**What is being asked**
The answer is to be an exact copy of the lines below running from the line with "Where can the outdoor" down to the line with "Target: person sitting", both ends included, and nothing more.

++++ Input material

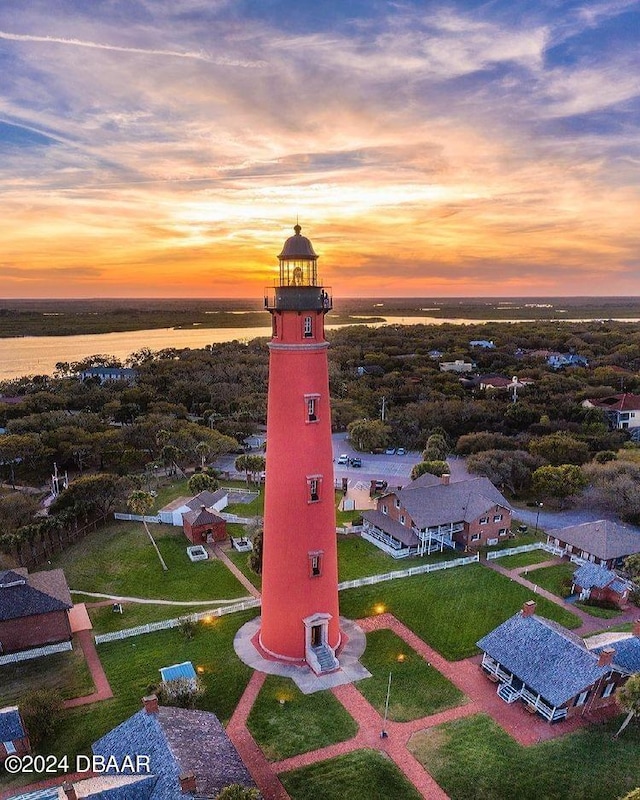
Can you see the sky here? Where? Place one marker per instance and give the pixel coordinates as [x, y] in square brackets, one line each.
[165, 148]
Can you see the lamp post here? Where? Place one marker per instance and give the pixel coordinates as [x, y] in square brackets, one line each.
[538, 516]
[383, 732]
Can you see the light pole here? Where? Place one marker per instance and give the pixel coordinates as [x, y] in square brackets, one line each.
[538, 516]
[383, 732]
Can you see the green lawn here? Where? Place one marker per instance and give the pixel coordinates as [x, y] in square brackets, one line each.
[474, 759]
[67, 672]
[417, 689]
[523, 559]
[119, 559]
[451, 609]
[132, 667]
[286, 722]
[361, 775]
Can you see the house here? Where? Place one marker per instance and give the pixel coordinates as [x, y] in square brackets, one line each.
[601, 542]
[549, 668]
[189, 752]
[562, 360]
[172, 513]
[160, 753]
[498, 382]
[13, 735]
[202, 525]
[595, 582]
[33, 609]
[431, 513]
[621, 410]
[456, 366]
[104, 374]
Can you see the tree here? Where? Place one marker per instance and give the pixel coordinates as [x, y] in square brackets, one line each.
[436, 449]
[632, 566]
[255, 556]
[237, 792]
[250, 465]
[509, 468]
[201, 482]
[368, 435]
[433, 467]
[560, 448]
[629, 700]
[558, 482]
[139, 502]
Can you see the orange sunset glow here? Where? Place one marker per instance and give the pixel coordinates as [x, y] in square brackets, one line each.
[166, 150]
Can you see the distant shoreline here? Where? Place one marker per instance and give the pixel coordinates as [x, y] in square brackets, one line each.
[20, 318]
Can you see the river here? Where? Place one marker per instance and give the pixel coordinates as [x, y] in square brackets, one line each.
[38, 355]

++++++++
++++ Input material

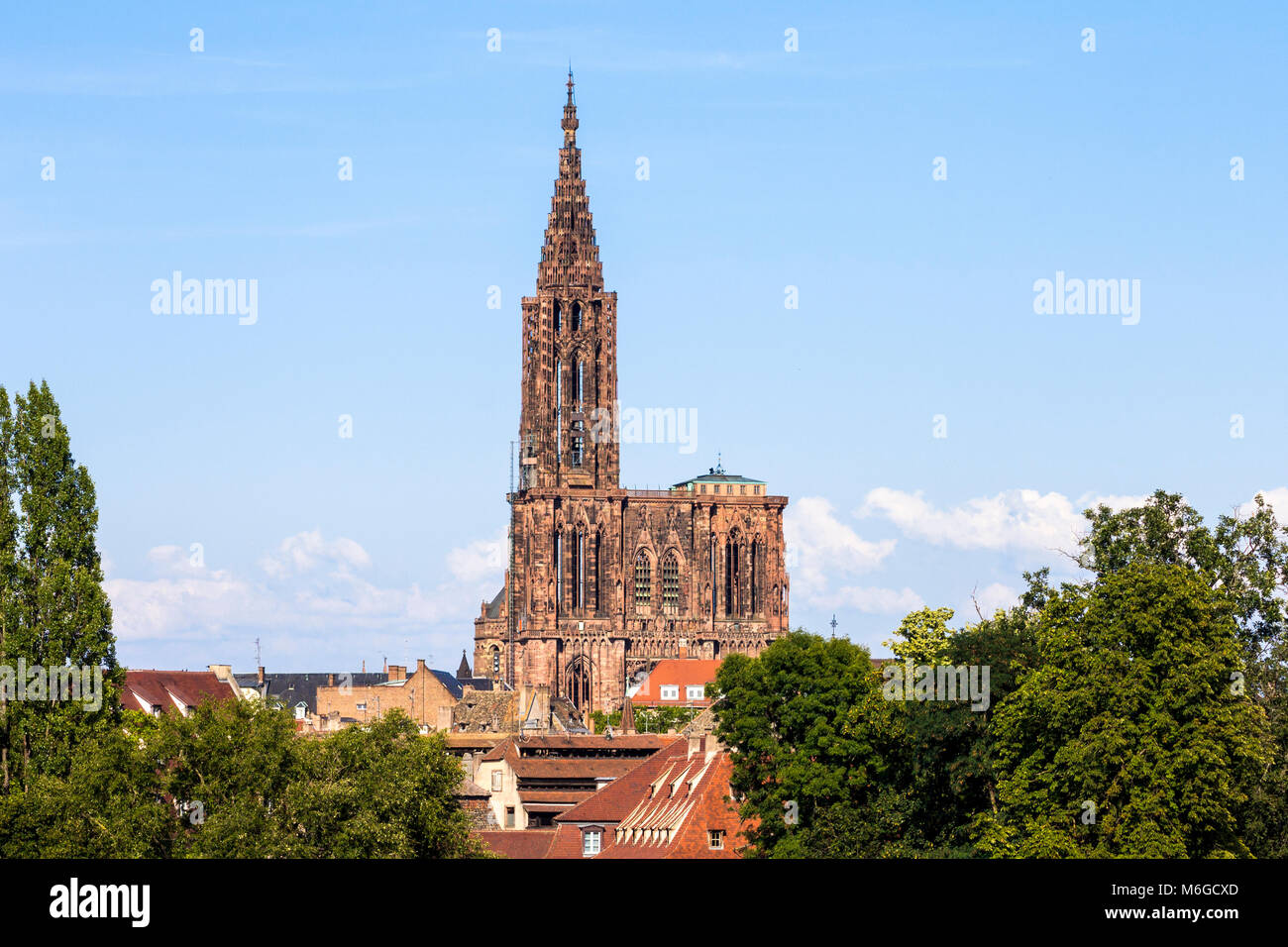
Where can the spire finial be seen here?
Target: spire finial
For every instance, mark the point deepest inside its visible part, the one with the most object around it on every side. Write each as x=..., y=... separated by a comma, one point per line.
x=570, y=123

++++++++
++++ Input material

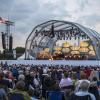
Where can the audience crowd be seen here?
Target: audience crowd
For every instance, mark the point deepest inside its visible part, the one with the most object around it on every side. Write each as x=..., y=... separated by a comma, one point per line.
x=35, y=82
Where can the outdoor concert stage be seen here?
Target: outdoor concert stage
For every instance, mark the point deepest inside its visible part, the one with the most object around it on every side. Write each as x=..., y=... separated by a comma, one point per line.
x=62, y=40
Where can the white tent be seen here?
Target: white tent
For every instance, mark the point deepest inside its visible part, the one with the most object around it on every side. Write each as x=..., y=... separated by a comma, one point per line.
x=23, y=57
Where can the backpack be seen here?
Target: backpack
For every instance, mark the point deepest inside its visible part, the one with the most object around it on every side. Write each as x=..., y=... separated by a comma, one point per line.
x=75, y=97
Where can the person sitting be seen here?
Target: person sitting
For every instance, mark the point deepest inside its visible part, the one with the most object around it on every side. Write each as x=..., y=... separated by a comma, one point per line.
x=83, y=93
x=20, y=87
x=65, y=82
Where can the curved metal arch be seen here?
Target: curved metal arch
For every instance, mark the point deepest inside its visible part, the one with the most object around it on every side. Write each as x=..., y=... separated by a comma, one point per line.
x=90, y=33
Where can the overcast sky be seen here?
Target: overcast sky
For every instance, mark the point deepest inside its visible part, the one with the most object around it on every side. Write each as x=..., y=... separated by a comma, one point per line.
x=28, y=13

++++++++

**Solved problem**
Where can the outdoor concert stage be seen here?
Target: outdoor concert stage
For every instance, mark the point deepest inside its visible part, the one with the most object around it on every side. Write each as x=..., y=... separated by a comma, one point per line.
x=62, y=40
Where can the white tent be seen here?
Target: white tent
For every instance, mark the point deepest inside its visible part, the one with the most object around it on every side. Write each as x=..., y=... separated by a comma, one point per line.
x=23, y=57
Where can the backpack be seen here?
Target: backpack
For every instance, mark the point deepest inside its visible part, the one with the most object around it on every side. Write each as x=..., y=... separated by a comma, one point per line.
x=75, y=97
Where can the person sitting be seen here?
Target: person sitting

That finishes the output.